> _Input_:
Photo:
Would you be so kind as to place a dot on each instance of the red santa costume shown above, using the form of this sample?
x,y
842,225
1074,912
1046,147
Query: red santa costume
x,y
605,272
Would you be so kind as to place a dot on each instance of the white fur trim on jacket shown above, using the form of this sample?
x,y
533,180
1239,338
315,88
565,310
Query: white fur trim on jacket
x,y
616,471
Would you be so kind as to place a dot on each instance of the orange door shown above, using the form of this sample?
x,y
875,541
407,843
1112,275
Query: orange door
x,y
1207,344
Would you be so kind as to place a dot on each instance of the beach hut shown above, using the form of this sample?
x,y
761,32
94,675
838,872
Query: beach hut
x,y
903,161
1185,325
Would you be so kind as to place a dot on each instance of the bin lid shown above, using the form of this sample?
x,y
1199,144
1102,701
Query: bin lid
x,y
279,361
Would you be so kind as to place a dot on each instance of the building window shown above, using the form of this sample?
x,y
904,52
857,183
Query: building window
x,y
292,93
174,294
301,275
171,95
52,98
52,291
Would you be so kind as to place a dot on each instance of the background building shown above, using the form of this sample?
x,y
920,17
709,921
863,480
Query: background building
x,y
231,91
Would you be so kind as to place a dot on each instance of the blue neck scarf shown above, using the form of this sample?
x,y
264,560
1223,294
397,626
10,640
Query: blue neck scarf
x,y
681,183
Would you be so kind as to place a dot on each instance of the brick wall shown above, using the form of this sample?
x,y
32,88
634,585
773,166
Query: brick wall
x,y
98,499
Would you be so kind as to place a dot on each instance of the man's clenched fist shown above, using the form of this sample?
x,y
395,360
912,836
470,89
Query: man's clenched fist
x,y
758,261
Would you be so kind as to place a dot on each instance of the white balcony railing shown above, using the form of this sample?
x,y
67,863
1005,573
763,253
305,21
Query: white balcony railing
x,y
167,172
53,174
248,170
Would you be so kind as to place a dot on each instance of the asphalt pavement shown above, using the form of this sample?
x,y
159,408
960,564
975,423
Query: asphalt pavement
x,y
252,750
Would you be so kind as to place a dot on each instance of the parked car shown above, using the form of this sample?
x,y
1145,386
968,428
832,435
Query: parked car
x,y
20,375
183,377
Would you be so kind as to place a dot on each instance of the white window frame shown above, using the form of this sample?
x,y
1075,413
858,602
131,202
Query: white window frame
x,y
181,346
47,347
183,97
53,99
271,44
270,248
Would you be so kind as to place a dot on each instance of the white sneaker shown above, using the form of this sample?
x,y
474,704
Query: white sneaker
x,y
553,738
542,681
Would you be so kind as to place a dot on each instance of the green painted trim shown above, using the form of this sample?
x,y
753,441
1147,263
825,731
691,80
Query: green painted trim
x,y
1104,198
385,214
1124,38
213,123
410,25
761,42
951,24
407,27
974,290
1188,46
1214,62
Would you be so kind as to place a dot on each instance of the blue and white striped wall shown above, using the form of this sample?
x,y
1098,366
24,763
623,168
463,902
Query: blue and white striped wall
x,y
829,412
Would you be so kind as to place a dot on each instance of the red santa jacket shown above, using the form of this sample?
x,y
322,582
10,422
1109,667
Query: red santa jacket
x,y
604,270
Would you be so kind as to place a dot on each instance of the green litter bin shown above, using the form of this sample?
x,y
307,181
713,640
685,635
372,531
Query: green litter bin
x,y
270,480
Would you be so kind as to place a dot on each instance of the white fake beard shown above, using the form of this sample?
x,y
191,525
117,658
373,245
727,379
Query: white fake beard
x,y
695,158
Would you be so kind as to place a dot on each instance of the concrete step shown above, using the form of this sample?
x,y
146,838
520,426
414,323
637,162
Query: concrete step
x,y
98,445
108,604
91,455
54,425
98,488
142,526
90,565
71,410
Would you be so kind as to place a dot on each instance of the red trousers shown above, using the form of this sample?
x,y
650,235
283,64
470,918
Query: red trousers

> _Instructions for the task_: Copy every one of the entries above word for word, keeping each line as it is.

> _Solution for this task_:
Photo:
Would you be so kind as to place a dot on each instance of the red santa costume shown above, using the form of this sample?
x,y
842,225
1074,912
1046,147
Query: red santa costume
x,y
605,272
Would you be so kind as to place a dot on each instance of the white fur trim on jacket shown above, using the form of this sample?
x,y
533,180
1239,338
315,88
565,310
Query: white fur trim on jacket
x,y
616,471
Would you be so kind as to place a dot on each instance of the orange door shown above, using the form of this sample?
x,y
875,541
407,843
1112,275
Query: orange door
x,y
1207,344
Would you be so kind as to place a dot on each instance of the beach hut shown above, using the form of this sample?
x,y
761,32
94,675
838,872
Query: beach hut
x,y
903,161
1185,325
Would you be so kind as to place a dot on each instance of the bin lid shown above, using the form of this sample?
x,y
1199,144
1102,701
Query: bin lid
x,y
279,361
Would you be so kind as to place a dot on each instance of the building window shown above, using the form of this sample?
x,y
904,52
857,183
Query: building window
x,y
292,93
174,294
301,275
171,95
52,98
52,291
Would you be so kind as to place a dot on each instance of the background building shown above, using the form of this sample?
x,y
920,17
709,921
863,480
Query: background building
x,y
231,91
Would you be so kind as to place a dot on each instance of the blue neck scarf shown above, using the form of this sample?
x,y
264,560
1223,294
397,626
10,640
Query: blue neck scarf
x,y
681,183
Would you be so kind as to place a dot on each instance of the brick wall shown above, using the form of this sample?
x,y
32,88
634,585
773,166
Query: brick wall
x,y
98,499
Would you be so kind as to place a dot on each instance of the man's clenched fist shown above, using the form of this sample?
x,y
395,360
912,836
470,89
Query: man's clenched fist
x,y
758,261
Would you be so kind as to place a dot on each instance of the white balcony railing shown above, using the form of this sample?
x,y
67,863
1005,573
763,253
305,21
Query: white balcony railing
x,y
167,172
53,174
248,170
Would you be so kind as to place a dot on each instance of the asphalt pavement shown above, using the form of this sample?
x,y
159,408
960,564
975,423
Query: asphalt pavement
x,y
252,750
Would you be so kind as to place a dot on each instance of the parked car shown above, using the form of this sample?
x,y
1145,386
968,428
832,435
Query: parked car
x,y
20,375
183,377
Would you be so kind as to place a dot on each instance of the white window frame shown above, using the form of this sample?
x,y
1075,413
858,602
131,202
Query: white window frame
x,y
181,346
47,347
183,97
53,99
271,44
270,248
Would you be so kind as to place a dot on each instance of the white sneaker shown above, using the form of this sample?
x,y
474,704
Query: white sneaker
x,y
553,738
542,681
Would you be so kind as to place a dot on each instance of the green painted trim shown above, using the form of this sample?
x,y
753,441
1147,263
825,731
691,80
Query: green painted trim
x,y
1104,198
385,214
1124,38
213,123
410,25
761,42
951,24
407,27
974,290
1188,46
1214,62
Would you be so kind as to place a dot on each instance of the blue and white striped wall shown above, using the form of this sample?
x,y
1098,366
24,763
623,168
463,902
Query: blue and white striped wall
x,y
829,412
Would you be so kind as to place a dot on each instance of the red santa jacket shown above, using the form of this sample?
x,y
322,582
10,422
1109,667
Query: red santa jacket
x,y
604,270
Would you be so kind as to place a dot on each instance of the green litter bin shown above, using the form of this sample?
x,y
307,181
713,640
685,635
372,531
Query: green litter bin
x,y
270,480
Would you be so kind as to place a dot on each instance of the white fake beard shown above, using the form of this sample?
x,y
191,525
117,658
373,245
727,379
Query: white fake beard
x,y
695,158
Would you be so kind as to place a dot on each instance of the concrete step shown above, using the form of this sample?
x,y
146,838
520,426
414,323
637,162
Query: concrete step
x,y
98,445
108,604
91,455
54,425
98,488
142,526
90,565
71,410
Would you be so kind as to place a dot on each instance of the red trousers shown above, using the form of this sample?
x,y
650,235
283,64
470,918
Query: red trousers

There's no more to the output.